Prompt:
Copy out every one of the records that follow, line for line, with no changes.

Pointing records:
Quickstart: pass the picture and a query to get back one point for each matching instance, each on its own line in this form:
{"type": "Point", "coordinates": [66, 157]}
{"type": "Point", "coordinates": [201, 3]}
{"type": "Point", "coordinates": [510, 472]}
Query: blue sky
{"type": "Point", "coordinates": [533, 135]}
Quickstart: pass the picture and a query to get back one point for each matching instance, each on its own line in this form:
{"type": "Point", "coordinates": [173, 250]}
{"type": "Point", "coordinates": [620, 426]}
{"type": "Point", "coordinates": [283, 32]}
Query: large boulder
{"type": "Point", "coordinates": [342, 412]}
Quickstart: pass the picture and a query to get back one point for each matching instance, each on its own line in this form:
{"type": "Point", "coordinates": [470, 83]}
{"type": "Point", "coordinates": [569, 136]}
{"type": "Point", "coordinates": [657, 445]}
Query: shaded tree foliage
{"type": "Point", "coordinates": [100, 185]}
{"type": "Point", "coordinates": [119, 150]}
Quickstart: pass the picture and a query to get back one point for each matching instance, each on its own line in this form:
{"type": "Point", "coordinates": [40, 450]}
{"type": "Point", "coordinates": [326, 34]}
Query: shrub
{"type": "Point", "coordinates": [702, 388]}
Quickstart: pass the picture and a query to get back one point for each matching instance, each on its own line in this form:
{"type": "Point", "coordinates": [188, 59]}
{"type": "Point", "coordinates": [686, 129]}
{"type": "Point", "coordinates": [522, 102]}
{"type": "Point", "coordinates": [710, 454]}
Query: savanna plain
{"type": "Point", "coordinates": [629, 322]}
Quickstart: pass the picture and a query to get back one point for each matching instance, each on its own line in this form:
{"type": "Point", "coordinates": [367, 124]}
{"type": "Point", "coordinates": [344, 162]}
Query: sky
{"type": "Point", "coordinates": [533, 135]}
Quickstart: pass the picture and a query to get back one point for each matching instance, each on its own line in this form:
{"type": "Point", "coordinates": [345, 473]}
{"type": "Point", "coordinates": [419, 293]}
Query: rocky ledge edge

Right answer:
Quickstart: pass the picture and a query to get back one point for each matching instance, each on its own line in this form:
{"type": "Point", "coordinates": [66, 157]}
{"type": "Point", "coordinates": [201, 3]}
{"type": "Point", "coordinates": [510, 472]}
Query: blue sky
{"type": "Point", "coordinates": [533, 135]}
Quickstart: pass the picture and a query to get back one point for each matching instance, each on its own line in this form:
{"type": "Point", "coordinates": [173, 250]}
{"type": "Point", "coordinates": [620, 426]}
{"type": "Point", "coordinates": [283, 32]}
Query: large boulder
{"type": "Point", "coordinates": [342, 412]}
Quickstart: pass the picture and a query to get back one point for each matching instance, each on its own line in this form:
{"type": "Point", "coordinates": [470, 83]}
{"type": "Point", "coordinates": [569, 136]}
{"type": "Point", "coordinates": [657, 445]}
Query: shaded tree foliage
{"type": "Point", "coordinates": [100, 185]}
{"type": "Point", "coordinates": [119, 150]}
Quickstart: pass the picture and a query to get back one point for each matching instance, each on its own line in this form:
{"type": "Point", "coordinates": [40, 450]}
{"type": "Point", "coordinates": [326, 34]}
Query: shrub
{"type": "Point", "coordinates": [702, 388]}
Quickstart: pass the picture and a query to get back one point for each matching instance, each on its own line in this form:
{"type": "Point", "coordinates": [188, 59]}
{"type": "Point", "coordinates": [686, 129]}
{"type": "Point", "coordinates": [522, 102]}
{"type": "Point", "coordinates": [710, 454]}
Query: savanna plain
{"type": "Point", "coordinates": [629, 322]}
Quickstart: pass the picture and a query to get back one point for each matching instance, each on its own line in this form:
{"type": "Point", "coordinates": [367, 124]}
{"type": "Point", "coordinates": [344, 162]}
Query: sky
{"type": "Point", "coordinates": [533, 135]}
Quickstart: pass the picture and a query to get back one point for each matching instance, each on its own line in this form:
{"type": "Point", "coordinates": [345, 473]}
{"type": "Point", "coordinates": [419, 293]}
Query: rocky ledge edge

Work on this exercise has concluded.